Introduction: Self-reported methodologies are a primary source in healthcare despite the fact that patient misrepresentation and omission are significant challenges throughout the healthcare system. This issue is particularly critical in neurosurgery where patient conveyed misinformation can compromise efficacy of surgical procedures, disease management, and outcomes. One example of many is misrepresentation of smoking cigarettes which has been widely recognized as a hindrance for appropriate fracture healing and a causal agent in nonunion and musculoskeletal degenerative disorders. Yet patients routinely misrepresent smoking related information.
Methods: We analyzed three studies to illuminate types and recurring patterns of patient misrepresentation and omission in reported health data: 1) 15 year longitudinal study of 176 Traumatic Brain Injury (TBI); 2) five year study of health threats for 197 firefighters and police officers; and 3) a comparison of reported symptomatology for 31 individuals with Parkinson’s disease (PD) and their caregivers (CG). We used the pattern of findings to create a model to illustrate caution areas for assessing patient self-reported data.
Results: Analysis for all groups comparing what patients reported to their physician compared with reports to researchers in follow-up calls revealed striking differences with reports to physicians showing a more favorable pattern of health threats than those reported to researchers over the telephone. Comparisons of lab reports with those of self-reports indicated numerous differences such as half of the people who sustained TBI whose lab reports indicated drugs or alcohol, claimed to never have used drugs or alcohol. Further, comparisons of reported symptoms from PD individuals and their CG showed those with PD reporting far more favorable symptoms than CG.
Conclusions: Recognizing the pattern of multidimensional factors where patient misrepresentation is most likely to occur can facilitate awareness of the hazards inherent in using self-reported data.
Patient Care: Offer a model to increase awareness of hazards of patient misrepresentation and omission.
Learning Objectives: 1) Discuss the various threats to neurosurgery from patient misrepresentation and omission.
2) Identify patterns of patient misrepresentation and omission.
3) Increase knowledge base regarding the frequency of patient misrepresentation and omission.

● **Problem set**
A: According to the abstract on patient misrepresentation, how many firefighters and police officers were in the five-year study of health threats?
B: Revise the abstract on patient misrepresentation by rewriting it starting with "Patient Care: Offer" and going on through "from patient misrepresentation and omission.", with "model" changed to "framework".

● **Data section**
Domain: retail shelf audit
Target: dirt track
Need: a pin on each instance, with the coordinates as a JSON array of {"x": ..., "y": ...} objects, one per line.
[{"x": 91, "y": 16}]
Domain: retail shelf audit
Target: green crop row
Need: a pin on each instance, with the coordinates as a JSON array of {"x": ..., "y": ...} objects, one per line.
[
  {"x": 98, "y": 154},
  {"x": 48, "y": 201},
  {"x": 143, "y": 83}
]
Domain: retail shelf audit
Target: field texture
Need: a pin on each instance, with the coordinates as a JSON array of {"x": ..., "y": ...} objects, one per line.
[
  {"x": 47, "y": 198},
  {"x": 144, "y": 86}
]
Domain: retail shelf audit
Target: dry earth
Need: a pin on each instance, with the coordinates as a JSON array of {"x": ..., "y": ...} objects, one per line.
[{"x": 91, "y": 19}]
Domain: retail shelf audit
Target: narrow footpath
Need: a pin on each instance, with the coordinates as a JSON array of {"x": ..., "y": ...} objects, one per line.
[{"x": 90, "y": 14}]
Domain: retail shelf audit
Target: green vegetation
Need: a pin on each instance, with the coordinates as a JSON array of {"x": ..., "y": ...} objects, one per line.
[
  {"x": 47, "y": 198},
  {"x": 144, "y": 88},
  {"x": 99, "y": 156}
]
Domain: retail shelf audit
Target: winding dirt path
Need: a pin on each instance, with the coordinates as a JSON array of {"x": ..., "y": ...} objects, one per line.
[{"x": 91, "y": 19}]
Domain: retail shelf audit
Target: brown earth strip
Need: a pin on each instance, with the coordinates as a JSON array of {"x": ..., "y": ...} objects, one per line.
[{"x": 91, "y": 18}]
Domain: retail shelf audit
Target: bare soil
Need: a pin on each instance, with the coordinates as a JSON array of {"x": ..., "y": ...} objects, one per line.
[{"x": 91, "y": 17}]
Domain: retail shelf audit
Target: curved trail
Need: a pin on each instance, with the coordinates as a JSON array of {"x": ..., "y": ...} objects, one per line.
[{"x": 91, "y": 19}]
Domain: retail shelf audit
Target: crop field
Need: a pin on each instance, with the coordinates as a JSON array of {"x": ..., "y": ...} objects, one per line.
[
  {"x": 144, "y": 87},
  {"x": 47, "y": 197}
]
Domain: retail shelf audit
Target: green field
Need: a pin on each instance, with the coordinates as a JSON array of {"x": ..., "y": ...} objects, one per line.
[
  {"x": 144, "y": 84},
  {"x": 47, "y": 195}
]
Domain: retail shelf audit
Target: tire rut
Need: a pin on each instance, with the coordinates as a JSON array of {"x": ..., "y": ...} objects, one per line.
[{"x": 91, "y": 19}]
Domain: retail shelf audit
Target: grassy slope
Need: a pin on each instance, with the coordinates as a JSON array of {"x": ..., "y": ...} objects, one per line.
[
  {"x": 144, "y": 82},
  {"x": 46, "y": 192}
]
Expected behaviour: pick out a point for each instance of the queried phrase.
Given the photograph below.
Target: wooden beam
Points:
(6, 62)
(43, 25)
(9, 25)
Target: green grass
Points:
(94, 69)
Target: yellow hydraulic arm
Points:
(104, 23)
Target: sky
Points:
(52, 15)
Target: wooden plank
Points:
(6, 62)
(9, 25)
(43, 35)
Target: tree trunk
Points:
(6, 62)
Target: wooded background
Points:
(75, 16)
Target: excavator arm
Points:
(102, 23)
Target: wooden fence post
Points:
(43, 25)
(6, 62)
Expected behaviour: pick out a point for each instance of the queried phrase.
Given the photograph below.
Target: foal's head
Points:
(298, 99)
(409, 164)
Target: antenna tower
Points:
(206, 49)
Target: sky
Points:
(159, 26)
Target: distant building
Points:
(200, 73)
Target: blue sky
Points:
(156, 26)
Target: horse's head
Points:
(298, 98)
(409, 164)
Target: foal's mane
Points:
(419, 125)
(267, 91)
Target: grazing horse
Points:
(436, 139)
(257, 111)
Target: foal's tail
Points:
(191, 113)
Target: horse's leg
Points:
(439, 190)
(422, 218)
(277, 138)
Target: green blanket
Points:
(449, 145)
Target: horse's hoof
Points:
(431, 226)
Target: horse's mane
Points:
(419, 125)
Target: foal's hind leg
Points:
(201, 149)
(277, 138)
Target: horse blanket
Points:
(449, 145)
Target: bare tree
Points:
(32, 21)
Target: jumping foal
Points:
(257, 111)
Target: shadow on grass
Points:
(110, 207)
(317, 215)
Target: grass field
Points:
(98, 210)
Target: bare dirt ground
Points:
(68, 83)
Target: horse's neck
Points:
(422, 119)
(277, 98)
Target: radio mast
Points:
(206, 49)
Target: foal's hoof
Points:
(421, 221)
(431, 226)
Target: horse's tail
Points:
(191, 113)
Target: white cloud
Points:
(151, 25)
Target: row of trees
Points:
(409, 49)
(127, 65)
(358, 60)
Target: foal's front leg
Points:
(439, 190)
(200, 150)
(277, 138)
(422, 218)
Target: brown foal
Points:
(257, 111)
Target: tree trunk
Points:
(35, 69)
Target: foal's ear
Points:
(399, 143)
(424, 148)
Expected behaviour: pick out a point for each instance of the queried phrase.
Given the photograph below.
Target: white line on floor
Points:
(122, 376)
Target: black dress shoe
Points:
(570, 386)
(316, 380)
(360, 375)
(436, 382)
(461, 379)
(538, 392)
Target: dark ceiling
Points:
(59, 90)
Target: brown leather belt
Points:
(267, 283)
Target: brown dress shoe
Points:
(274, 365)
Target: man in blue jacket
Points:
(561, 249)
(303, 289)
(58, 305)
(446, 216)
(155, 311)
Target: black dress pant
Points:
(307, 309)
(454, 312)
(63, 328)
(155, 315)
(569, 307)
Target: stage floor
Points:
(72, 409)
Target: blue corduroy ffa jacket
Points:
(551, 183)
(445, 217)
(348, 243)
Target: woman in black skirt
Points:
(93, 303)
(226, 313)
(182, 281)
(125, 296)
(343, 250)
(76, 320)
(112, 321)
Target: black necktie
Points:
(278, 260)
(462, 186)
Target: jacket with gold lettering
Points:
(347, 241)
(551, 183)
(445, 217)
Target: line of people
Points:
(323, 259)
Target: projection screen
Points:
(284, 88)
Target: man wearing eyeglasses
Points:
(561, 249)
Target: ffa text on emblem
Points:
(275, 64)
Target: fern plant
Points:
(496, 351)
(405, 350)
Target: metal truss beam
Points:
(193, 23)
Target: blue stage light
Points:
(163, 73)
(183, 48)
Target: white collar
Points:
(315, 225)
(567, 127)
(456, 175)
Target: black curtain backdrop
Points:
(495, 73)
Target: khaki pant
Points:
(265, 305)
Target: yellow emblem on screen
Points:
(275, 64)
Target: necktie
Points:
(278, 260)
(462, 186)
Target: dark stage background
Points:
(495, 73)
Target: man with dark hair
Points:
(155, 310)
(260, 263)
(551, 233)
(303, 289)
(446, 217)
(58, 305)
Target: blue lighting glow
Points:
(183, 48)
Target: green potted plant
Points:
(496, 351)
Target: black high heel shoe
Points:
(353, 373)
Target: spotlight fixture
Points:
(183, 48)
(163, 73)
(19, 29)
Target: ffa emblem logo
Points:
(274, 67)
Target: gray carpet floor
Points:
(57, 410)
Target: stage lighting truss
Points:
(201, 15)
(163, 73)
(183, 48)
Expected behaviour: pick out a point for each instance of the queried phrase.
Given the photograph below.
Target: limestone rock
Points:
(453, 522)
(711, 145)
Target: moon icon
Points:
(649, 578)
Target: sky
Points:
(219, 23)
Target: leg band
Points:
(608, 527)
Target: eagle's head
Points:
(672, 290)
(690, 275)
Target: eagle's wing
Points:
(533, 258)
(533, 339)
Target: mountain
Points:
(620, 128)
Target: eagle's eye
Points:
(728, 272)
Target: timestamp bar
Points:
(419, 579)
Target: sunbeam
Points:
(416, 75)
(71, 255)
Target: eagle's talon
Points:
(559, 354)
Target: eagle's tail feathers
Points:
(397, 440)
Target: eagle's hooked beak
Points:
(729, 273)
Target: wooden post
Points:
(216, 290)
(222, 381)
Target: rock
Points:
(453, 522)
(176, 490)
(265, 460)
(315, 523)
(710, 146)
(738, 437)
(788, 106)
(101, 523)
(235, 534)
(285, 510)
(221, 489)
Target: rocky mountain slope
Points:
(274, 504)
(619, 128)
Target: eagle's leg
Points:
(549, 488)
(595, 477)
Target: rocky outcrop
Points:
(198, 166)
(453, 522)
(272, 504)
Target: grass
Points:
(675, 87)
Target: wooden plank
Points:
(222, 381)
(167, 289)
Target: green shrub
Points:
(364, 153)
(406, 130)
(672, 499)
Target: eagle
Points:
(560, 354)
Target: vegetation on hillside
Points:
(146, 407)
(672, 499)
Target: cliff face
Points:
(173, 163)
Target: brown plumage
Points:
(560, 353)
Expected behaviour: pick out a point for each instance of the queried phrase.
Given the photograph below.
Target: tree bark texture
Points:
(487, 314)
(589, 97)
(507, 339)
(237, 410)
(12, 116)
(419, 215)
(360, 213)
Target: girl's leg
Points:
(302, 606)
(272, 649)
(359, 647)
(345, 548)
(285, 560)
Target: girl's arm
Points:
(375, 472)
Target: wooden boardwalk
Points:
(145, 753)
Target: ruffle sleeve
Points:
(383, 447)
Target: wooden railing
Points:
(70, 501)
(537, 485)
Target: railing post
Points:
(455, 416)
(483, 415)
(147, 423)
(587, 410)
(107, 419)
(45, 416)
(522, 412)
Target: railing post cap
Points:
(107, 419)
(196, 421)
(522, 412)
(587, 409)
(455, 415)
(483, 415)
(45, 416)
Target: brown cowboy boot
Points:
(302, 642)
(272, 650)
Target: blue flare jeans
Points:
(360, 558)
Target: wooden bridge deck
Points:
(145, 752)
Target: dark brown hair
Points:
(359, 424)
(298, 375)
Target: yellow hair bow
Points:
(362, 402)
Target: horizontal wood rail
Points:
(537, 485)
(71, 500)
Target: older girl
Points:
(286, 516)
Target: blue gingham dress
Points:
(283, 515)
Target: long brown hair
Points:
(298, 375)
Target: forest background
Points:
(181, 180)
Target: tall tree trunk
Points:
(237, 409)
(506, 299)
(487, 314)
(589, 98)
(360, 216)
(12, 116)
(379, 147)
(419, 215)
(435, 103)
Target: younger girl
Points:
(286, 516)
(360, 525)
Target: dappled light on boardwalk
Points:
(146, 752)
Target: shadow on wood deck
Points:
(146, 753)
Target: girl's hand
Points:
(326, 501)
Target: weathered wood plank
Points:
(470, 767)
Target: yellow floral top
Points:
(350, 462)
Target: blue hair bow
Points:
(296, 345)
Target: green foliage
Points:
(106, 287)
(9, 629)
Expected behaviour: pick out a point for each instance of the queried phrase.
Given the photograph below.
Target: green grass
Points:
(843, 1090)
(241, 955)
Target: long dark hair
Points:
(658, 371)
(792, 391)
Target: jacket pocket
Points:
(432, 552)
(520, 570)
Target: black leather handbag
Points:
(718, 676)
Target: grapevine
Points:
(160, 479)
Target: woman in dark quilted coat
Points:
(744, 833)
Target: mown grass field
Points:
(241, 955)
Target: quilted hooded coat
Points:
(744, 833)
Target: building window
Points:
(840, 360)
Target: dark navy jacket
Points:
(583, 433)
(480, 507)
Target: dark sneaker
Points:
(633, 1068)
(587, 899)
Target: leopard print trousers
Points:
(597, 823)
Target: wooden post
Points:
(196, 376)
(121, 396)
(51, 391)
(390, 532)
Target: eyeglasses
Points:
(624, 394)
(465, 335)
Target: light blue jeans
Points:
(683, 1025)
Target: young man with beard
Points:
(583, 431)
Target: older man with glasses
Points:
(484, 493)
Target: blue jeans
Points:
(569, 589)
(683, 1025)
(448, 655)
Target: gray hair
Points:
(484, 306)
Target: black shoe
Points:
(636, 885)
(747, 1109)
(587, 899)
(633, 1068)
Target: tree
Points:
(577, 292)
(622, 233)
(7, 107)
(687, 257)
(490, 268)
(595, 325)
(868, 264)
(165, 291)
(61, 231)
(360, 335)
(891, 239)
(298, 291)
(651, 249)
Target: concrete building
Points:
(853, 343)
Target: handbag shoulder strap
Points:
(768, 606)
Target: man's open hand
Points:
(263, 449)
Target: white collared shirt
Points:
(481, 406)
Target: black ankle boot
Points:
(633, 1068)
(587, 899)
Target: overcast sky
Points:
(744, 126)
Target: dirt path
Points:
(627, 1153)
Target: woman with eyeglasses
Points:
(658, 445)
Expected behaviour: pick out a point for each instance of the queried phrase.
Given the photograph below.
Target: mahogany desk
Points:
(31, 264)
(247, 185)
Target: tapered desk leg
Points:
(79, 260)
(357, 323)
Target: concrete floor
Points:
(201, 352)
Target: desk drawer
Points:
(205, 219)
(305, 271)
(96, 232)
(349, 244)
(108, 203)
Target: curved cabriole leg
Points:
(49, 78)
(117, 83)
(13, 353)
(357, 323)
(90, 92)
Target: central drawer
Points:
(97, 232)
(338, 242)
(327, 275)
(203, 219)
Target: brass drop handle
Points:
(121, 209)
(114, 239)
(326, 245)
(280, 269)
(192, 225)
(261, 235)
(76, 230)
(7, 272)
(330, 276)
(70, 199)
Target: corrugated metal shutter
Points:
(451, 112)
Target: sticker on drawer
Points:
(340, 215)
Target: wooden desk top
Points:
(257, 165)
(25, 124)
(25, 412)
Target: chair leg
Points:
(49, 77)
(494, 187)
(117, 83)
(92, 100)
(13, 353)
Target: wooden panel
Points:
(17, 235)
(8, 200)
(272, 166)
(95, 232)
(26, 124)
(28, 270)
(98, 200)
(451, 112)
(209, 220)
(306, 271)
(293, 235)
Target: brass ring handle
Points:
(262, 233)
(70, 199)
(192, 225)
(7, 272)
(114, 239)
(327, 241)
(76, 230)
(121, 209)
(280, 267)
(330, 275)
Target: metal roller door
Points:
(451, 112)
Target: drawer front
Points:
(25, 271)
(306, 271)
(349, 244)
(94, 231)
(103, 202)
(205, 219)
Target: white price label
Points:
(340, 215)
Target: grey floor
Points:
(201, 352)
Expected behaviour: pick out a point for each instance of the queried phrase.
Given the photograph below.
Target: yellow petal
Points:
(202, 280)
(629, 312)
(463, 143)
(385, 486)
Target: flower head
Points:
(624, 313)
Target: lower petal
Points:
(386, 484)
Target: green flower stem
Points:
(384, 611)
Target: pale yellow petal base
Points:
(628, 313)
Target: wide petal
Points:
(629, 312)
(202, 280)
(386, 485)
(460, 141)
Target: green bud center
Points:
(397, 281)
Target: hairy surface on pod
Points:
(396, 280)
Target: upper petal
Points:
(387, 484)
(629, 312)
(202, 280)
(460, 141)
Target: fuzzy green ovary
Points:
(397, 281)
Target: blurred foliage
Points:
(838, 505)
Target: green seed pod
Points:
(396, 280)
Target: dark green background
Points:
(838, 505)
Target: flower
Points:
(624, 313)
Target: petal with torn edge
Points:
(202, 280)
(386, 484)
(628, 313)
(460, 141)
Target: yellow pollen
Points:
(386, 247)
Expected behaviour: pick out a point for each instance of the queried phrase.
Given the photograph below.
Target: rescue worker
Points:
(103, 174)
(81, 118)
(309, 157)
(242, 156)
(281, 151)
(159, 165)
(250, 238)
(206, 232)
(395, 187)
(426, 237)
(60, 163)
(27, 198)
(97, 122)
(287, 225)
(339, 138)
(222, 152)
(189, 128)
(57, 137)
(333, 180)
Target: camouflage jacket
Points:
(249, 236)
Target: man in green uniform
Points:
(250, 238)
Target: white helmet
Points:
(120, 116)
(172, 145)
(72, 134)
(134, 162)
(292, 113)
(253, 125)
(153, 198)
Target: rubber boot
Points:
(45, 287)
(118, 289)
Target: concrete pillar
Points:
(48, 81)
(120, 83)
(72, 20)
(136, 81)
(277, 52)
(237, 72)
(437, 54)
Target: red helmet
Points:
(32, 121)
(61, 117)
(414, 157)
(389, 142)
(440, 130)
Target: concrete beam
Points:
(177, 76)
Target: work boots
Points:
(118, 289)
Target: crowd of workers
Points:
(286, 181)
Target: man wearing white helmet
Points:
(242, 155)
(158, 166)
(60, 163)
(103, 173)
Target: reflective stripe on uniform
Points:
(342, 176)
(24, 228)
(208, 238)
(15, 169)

● **Exercise solutions**
A: 197

B:
Patient Care: Offer a framework to increase awareness of hazards of patient misrepresentation and omission.
Learning Objectives: 1) Discuss the various threats to neurosurgery from patient misrepresentation and omission.